== GIVEN DATA ==

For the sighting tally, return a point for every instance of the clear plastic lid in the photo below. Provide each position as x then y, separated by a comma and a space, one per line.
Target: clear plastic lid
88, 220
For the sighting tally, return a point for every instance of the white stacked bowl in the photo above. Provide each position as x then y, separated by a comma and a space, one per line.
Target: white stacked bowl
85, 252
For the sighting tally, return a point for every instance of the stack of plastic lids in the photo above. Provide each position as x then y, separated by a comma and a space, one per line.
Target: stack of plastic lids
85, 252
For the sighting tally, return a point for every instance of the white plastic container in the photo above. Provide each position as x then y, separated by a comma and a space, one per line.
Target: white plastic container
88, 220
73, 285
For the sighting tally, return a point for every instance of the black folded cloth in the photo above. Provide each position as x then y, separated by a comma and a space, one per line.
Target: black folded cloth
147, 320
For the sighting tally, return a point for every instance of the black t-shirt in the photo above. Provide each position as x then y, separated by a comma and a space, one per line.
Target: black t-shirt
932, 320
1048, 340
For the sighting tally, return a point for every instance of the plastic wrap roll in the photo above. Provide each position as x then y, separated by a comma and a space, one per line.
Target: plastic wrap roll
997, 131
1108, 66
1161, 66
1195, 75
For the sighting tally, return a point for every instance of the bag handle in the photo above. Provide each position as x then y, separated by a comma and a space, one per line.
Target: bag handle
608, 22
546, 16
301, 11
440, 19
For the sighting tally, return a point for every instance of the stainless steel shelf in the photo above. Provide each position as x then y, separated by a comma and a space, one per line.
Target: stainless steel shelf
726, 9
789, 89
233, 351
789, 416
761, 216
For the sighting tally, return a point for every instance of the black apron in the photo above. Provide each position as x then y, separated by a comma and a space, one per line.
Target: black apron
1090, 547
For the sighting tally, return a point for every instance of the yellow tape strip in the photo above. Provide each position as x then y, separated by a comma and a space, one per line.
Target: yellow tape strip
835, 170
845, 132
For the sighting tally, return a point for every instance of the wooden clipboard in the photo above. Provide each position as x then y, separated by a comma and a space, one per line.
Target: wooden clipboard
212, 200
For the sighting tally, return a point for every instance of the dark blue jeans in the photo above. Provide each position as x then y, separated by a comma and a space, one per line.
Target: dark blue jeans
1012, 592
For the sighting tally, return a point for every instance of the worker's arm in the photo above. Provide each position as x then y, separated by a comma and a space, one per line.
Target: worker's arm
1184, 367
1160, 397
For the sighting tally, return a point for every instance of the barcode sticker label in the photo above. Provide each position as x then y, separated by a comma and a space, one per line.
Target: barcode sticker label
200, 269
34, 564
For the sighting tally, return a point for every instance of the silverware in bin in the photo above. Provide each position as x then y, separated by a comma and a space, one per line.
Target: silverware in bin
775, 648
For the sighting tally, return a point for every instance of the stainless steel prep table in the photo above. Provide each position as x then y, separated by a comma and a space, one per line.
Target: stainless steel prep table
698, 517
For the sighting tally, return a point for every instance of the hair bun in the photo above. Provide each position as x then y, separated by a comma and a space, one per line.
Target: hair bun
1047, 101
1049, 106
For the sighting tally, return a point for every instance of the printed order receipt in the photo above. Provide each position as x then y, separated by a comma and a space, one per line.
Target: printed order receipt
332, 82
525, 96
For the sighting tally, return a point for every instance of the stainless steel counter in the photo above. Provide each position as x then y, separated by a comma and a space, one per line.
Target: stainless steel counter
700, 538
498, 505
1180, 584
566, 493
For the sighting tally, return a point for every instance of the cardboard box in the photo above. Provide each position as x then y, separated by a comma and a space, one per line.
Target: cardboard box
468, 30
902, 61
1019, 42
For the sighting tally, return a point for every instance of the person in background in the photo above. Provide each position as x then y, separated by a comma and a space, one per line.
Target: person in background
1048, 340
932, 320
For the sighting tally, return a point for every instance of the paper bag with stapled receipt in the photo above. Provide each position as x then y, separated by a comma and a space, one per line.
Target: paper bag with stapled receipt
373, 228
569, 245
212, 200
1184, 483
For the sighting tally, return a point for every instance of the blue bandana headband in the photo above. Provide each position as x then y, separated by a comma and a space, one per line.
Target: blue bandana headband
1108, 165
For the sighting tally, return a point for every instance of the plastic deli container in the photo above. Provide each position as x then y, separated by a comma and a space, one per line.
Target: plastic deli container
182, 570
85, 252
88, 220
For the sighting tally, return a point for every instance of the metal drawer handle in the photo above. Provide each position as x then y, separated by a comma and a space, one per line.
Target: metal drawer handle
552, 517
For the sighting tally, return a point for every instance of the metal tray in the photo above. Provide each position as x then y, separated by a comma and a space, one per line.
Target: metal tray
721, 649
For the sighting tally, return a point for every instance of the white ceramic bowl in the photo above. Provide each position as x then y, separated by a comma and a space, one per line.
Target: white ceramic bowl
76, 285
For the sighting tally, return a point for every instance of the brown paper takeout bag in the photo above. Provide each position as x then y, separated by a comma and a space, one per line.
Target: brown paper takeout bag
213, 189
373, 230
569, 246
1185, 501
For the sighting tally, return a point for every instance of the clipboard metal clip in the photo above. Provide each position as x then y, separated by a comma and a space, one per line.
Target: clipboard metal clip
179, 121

===

DIRECTION:
Beginning at the line that holds "the metal drawer", reproduce each line of the records above down to and including the last one.

IN RESPONSE:
For the sighting tally, return a point for every instance of the metal drawer handle in the photo above. Provide each position as x then y, separated by a comma and a space, one per line.
Target: metal drawer handle
552, 517
For the sighting tally, return a point for every instance of the metal tray in the photo above. Provide each position as x then y, separated by a comma and a space, one per line.
Target: metal tray
721, 649
For the sighting tally, return a point for every instance of the white ceramic bowl in the photo above. Provide each position as x then y, separated by a comma and a space, one per line.
Target: white ceramic bowl
76, 285
For the sighting tally, return a point for every instance of the brown paper takeout bag in the photo above. Provide each position as x then y, separated by a comma and a space, one per line.
Target: brown paper takeout bag
213, 189
373, 230
569, 246
1185, 501
For the sighting tally, return a point for every instance of the clipboard metal clip in the photo above. Provide each position as x then y, separated by a comma and a space, one per line.
Target: clipboard metal clip
179, 121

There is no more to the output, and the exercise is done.